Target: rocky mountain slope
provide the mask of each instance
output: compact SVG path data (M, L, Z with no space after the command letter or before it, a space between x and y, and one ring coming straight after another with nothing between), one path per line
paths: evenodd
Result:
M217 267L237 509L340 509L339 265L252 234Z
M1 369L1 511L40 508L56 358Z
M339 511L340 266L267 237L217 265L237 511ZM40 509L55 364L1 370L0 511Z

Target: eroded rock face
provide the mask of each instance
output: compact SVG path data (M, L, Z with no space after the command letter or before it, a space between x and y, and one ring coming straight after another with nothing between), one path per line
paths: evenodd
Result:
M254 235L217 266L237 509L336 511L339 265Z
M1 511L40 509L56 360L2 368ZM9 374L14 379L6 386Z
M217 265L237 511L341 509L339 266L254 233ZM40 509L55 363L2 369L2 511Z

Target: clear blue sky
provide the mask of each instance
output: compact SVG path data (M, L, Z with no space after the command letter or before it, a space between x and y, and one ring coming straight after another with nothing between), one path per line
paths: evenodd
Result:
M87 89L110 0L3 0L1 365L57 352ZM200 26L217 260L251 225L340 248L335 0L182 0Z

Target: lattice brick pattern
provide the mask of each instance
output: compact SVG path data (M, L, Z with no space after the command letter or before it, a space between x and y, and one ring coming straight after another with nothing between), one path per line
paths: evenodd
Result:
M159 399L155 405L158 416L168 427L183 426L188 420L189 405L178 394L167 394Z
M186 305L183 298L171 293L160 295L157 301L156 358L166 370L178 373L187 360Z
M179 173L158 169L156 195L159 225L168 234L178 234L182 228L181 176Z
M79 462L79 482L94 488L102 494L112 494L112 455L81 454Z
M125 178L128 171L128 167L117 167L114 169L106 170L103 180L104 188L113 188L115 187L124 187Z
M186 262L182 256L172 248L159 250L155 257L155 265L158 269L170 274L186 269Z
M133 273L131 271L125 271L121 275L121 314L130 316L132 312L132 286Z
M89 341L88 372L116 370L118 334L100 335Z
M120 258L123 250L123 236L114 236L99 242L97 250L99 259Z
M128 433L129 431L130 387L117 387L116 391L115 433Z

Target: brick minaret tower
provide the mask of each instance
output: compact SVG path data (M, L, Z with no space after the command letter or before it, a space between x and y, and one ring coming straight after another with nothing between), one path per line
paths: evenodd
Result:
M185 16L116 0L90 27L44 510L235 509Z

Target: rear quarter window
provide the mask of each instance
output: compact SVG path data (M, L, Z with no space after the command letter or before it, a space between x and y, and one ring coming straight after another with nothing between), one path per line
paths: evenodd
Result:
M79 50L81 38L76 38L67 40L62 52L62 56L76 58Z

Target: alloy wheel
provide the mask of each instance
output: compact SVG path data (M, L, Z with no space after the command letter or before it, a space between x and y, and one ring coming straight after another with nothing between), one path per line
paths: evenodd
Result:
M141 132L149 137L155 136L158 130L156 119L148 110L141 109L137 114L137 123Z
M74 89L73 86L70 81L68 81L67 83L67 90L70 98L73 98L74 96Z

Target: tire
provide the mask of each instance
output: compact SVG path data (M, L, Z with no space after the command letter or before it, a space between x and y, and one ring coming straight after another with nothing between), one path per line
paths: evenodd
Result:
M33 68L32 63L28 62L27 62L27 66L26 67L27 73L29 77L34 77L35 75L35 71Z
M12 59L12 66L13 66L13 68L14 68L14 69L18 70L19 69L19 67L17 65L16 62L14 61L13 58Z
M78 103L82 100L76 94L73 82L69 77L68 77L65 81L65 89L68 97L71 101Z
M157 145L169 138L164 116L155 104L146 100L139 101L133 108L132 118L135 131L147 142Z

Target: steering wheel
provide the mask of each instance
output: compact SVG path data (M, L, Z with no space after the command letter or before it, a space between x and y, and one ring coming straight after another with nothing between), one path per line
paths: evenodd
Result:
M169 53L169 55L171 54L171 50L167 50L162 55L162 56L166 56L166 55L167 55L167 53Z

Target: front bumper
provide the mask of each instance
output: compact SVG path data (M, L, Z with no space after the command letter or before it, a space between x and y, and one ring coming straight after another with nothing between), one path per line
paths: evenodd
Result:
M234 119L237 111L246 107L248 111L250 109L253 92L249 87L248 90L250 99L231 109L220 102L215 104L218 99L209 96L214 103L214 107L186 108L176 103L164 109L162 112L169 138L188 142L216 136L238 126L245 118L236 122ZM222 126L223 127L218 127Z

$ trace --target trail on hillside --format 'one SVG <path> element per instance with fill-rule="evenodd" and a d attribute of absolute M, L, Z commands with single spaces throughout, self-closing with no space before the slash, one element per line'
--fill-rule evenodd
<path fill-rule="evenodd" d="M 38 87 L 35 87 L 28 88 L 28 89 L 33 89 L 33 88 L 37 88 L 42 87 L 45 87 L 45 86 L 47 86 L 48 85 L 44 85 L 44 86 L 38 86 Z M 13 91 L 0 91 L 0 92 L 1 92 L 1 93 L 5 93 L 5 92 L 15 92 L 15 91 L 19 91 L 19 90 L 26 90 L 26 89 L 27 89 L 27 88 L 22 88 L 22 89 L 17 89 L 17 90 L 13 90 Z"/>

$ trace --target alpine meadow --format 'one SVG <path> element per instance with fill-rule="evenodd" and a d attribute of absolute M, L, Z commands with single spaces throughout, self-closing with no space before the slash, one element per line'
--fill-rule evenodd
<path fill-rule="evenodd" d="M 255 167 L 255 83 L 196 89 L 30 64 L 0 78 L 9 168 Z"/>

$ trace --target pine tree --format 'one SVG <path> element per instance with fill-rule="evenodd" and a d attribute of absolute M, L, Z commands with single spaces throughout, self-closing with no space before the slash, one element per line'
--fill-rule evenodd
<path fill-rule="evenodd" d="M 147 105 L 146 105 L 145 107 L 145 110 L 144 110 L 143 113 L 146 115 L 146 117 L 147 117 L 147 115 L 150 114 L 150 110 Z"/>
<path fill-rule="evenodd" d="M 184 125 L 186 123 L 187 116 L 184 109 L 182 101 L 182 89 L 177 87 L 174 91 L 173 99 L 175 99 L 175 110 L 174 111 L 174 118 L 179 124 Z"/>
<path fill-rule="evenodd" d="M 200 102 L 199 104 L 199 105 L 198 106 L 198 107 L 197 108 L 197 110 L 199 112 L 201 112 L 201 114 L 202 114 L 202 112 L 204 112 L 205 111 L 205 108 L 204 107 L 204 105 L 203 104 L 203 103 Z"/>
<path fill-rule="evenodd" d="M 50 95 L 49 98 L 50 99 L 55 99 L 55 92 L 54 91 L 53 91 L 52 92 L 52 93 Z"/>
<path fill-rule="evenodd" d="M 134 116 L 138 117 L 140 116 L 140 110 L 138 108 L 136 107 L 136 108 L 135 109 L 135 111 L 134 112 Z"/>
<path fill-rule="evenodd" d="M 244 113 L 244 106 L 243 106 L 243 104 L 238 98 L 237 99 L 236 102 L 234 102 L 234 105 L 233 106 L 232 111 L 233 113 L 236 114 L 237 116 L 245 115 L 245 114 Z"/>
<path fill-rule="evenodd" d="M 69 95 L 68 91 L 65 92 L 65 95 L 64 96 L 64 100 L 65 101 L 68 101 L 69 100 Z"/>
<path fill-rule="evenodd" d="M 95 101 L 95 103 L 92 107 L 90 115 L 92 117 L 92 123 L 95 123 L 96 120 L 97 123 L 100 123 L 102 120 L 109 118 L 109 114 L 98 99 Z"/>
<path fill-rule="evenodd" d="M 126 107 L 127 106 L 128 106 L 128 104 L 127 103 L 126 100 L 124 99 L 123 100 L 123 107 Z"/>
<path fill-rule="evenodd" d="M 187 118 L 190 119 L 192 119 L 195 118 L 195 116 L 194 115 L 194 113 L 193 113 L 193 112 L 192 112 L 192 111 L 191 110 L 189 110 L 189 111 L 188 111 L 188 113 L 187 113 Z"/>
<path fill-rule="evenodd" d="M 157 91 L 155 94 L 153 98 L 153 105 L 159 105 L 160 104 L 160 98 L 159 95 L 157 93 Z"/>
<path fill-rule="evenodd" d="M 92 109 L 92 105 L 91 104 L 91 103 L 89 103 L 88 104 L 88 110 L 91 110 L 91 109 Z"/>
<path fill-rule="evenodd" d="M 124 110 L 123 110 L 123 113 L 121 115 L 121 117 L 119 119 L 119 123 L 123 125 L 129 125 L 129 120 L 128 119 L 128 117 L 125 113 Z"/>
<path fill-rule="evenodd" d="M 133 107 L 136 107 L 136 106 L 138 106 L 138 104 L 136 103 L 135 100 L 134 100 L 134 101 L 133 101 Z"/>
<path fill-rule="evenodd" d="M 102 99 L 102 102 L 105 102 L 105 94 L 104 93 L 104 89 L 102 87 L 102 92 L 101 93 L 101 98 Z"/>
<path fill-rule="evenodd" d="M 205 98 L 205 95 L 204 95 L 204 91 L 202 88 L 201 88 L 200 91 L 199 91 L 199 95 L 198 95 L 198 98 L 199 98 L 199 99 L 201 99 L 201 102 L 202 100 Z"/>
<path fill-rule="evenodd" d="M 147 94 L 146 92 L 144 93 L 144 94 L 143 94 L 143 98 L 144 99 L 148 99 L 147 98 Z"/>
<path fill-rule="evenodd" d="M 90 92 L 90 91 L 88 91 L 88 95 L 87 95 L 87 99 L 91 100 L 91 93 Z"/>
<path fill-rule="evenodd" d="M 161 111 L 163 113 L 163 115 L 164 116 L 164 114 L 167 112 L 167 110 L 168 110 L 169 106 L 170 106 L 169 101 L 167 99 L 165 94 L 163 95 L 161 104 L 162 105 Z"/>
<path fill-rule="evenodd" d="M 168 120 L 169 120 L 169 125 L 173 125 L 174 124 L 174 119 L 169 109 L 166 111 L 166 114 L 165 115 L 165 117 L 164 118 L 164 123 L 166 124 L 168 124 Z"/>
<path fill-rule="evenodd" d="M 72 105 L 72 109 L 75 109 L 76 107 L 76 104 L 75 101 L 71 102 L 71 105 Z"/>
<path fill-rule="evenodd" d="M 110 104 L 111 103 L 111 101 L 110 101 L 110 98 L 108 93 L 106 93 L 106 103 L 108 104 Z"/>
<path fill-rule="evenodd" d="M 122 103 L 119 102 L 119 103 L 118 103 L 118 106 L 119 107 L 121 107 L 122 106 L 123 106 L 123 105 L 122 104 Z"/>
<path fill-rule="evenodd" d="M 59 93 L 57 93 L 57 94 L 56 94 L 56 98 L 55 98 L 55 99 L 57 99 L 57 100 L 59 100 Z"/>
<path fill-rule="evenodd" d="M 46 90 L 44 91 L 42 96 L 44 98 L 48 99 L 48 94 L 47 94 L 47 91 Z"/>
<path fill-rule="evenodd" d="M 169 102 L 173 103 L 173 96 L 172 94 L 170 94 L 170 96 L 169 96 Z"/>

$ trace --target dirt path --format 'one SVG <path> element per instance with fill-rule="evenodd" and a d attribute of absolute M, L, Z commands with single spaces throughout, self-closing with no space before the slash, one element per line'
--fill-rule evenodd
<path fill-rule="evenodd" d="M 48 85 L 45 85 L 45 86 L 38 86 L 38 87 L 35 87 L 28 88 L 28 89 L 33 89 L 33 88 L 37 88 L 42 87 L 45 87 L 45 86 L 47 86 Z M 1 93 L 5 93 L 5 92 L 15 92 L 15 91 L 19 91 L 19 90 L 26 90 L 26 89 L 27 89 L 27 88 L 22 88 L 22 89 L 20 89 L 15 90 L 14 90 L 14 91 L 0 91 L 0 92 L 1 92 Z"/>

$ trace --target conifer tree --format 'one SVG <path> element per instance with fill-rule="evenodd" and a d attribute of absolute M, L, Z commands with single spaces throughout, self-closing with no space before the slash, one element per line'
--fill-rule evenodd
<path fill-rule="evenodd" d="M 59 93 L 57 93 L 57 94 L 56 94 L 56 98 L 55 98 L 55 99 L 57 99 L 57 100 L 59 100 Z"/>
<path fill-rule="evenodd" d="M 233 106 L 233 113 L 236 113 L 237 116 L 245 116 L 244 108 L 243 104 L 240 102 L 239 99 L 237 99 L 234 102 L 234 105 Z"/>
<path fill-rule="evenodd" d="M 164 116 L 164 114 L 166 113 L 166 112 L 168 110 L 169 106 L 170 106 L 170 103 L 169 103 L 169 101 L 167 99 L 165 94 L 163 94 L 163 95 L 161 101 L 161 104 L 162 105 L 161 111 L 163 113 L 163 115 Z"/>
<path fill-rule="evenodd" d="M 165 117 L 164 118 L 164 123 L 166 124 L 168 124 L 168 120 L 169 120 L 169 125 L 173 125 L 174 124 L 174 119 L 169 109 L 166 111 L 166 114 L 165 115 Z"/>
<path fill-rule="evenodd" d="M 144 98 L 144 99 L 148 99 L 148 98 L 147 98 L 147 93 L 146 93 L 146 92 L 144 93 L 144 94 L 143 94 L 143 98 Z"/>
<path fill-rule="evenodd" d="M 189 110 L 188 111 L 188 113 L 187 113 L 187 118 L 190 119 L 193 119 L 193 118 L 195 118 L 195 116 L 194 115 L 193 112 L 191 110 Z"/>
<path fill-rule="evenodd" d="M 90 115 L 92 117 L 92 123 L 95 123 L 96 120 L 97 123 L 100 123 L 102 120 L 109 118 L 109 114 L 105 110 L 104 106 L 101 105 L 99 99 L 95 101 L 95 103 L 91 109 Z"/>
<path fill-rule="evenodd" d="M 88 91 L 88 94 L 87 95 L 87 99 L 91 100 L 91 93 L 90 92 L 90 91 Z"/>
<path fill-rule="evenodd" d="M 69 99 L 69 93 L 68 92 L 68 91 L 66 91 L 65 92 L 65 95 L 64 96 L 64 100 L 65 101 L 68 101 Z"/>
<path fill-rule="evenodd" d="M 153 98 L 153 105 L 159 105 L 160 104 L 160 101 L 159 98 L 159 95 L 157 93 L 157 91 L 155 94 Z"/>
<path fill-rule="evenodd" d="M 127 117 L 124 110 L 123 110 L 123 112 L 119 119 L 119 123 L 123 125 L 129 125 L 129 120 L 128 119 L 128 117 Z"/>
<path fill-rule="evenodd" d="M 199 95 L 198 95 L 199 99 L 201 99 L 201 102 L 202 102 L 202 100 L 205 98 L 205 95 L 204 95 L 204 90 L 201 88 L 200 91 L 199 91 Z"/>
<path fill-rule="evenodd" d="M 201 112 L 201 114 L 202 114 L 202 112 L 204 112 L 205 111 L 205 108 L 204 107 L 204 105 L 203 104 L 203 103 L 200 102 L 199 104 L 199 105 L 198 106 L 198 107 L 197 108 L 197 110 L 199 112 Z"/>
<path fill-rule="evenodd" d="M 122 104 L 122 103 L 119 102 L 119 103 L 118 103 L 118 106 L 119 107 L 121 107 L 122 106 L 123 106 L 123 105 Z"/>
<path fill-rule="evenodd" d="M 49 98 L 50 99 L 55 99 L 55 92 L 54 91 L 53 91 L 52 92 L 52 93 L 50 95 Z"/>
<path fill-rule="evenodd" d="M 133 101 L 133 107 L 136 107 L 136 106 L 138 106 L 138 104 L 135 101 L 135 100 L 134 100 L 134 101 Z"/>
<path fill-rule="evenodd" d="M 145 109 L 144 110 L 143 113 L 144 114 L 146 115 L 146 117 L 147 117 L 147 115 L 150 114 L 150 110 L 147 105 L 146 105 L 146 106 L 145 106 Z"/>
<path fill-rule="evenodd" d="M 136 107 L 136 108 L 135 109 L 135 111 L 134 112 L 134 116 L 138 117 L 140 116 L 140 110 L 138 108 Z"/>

-- Task description --
Return the records verbatim, from their first line through the line containing "M87 89L110 0L3", both included.

-- Right answer --
Target: rocky mountain slope
provide the mask of each instance
output: compact SVG path data (M, L, Z with no space after the command letter or before it, a space between x and y, and one ring coming straight after another with nothing between), one path per line
paths: evenodd
Result:
M217 267L237 509L340 509L339 265L252 234Z
M1 369L1 511L40 508L56 358Z
M339 511L340 266L267 237L217 265L237 511ZM40 509L55 364L1 370L0 511Z

Target: eroded rock face
provide the mask of each instance
output: compact SVG path data (M, L, Z with no space after the command letter or before it, a space between x and y, and one ring coming straight after another with nothing between), one path per line
paths: evenodd
Result:
M254 235L217 266L237 509L336 511L339 265Z
M1 511L40 509L56 360L2 368ZM9 374L14 379L6 386Z
M217 265L237 511L341 509L339 266L254 233ZM40 509L55 363L2 369L2 511Z

Target: clear blue sky
provide the mask of each instance
output: compact SVG path data (M, L, Z with no space after the command letter or before it, a space between x and y, and one ring coming straight after another with nothing between), one path per line
paths: evenodd
Result:
M87 89L110 0L3 0L1 365L57 352ZM200 26L217 260L251 225L340 248L335 0L182 0Z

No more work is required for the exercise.